» YOUR INSTRUCTIONS
Both the line with "the rear door" and the line with "x=508, y=64" in the records below must appear in the output, along with every line between them, exactly and with nothing added.

» DATA EXCERPTS
Start of Block

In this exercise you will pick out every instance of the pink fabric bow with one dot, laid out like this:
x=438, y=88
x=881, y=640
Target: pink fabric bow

End of Block
Start of Block

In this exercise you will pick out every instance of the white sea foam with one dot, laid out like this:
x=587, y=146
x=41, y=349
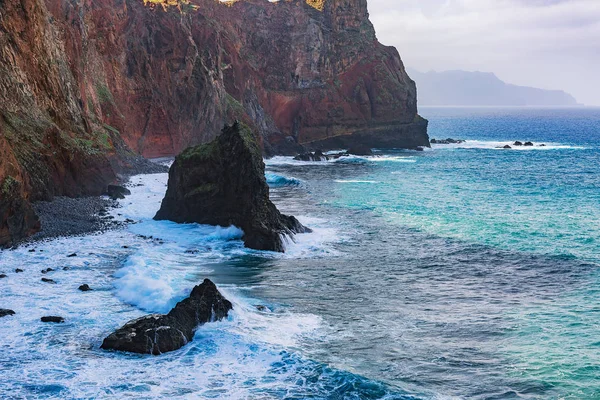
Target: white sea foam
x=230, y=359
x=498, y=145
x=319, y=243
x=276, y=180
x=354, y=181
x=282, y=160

End of Block
Start of Block

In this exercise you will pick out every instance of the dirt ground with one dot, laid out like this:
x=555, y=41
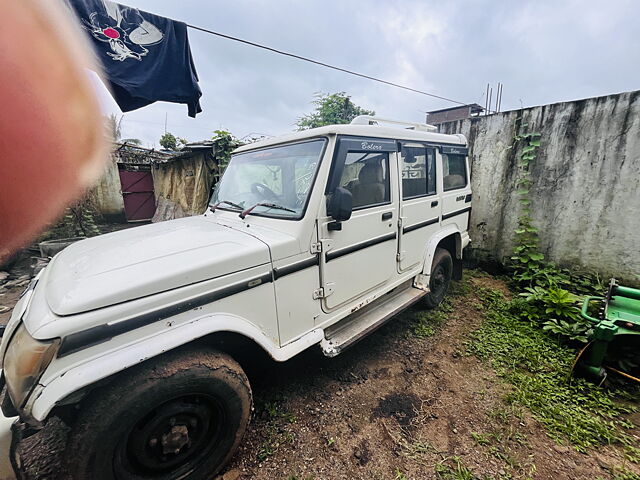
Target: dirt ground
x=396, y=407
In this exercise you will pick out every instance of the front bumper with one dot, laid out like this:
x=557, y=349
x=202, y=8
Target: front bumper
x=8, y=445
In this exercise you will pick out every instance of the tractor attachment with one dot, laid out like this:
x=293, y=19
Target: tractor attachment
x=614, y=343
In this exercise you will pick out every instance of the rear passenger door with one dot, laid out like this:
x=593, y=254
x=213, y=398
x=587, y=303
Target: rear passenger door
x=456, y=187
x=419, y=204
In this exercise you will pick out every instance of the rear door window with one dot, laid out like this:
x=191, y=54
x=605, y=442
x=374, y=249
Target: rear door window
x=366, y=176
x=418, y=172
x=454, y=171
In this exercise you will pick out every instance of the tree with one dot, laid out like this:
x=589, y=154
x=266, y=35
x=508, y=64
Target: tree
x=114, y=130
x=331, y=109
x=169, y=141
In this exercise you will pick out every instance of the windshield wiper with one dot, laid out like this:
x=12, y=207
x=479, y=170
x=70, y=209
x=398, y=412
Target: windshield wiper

End of Block

» WORKED SOLUTION
In this exercise you will pick out every instance of the rear door window with one dot, laid out like this:
x=191, y=54
x=605, y=442
x=374, y=249
Target: rear door window
x=366, y=176
x=418, y=172
x=454, y=171
In this exercise you will pick out every instance of the tree with one dot, laid out like this:
x=589, y=154
x=266, y=35
x=508, y=64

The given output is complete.